**Selected passage:**
◆ ◆ ◆ ◆ ◆

# How to make her look good...



## SugarPlumLove (Dec 27, 2009)

Well bathing isn't that difficult. Just make them super wet scrub with horse soap(I use superpoo lol) and then just rinse. I use a plastic curry comb that attaches to a hose. just do it on a warm day with luke warm water or dry them with towels and blanket 

I also have this special shine spray but i don't know what it's called. I spray that on and then give 'em a quick brush. I've heard that some people use baby powder for the white parts to make them whiter but I'm not completely sure about that.

Don't forget to bang the tail and cut her whiskers to about 2 inches in length. oh and use seperate sponges to clean the eyes, nose and dock areas!!

Goodluck!


----------



## lilruffian (Jun 28, 2010)

^^ good advice.
If you can get out with a pair of clippers, i'd also suggest trimming her jaw/chin hairs as well as fetlock hairs & the ear hairs that stick out (not all of them!). Check out youtube, there are some great how-to videos.
Pull out any loose, scraggly bits of hair that wont cooperate in the mane as well lol.

If you go out the day before, you could bath her (even rubbing her down with a wet cloth would bring out some shine) and then put a sheet on her over night incase she rolls or lies down.
Then when you get to the competition, get a bucket & wet sponge/cloth & wipe down her legs or any dirty spots. No need to bring out the hose if you're not comfortable with it yet.
Spray on shine is good as well though a wet rag works fine


----------



## trynottofall (Feb 23, 2011)

well....giving a bath is pretty simple. I know I could do it without much help, although for a little bit last year I though giving a hose off counted as a bath *embarrassing* just get your horse wet, shampoo up a sponge and put the soap on. Then rinse and dry. You could trim her and if you wanted to either while you are bathing use quicsilver (a shampoo) or on the day of the show just sure some green spot out on her sicks to bring out the white. Showsheen is nice, but be sure not to put it where her saddle goes or...slippery bad news. Good luck at your show!


----------



## faye (Oct 13, 2010)

◆ ◆ ◆ ◆ ◆

**Records supplied:**
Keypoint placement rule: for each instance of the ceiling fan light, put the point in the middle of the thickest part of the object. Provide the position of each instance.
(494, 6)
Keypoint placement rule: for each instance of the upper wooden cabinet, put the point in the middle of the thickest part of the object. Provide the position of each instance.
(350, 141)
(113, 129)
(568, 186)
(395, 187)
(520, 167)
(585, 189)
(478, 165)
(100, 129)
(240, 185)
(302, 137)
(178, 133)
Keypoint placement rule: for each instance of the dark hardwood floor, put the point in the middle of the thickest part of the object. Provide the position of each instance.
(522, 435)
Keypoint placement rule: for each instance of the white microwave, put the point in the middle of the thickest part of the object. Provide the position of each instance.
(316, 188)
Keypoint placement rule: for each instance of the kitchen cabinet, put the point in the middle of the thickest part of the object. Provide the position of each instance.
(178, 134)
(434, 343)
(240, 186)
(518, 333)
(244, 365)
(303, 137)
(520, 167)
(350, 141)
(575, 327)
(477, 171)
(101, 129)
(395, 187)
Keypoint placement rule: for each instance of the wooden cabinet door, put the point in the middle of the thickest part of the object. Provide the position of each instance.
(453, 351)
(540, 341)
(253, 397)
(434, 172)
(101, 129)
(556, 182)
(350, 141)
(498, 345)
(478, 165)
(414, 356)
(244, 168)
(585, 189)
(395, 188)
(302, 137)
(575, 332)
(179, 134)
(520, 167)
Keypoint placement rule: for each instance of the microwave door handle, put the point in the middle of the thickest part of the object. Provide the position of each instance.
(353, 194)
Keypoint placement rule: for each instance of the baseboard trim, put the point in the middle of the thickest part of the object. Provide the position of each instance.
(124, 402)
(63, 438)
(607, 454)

◆ ◆ ◆ ◆ ◆

**List of tasks:**
(a) From the horse-grooming thread, translate this sentence into Spanish: "I use a plastic curry comb that attaches to a hose."
(b) According to the horse-grooming thread, to what length should the whiskers be cut?

**Responses to the tasks:**
(a) Uso una almohaza de plástico que se conecta a una manguera.

(b) To about 2 inches.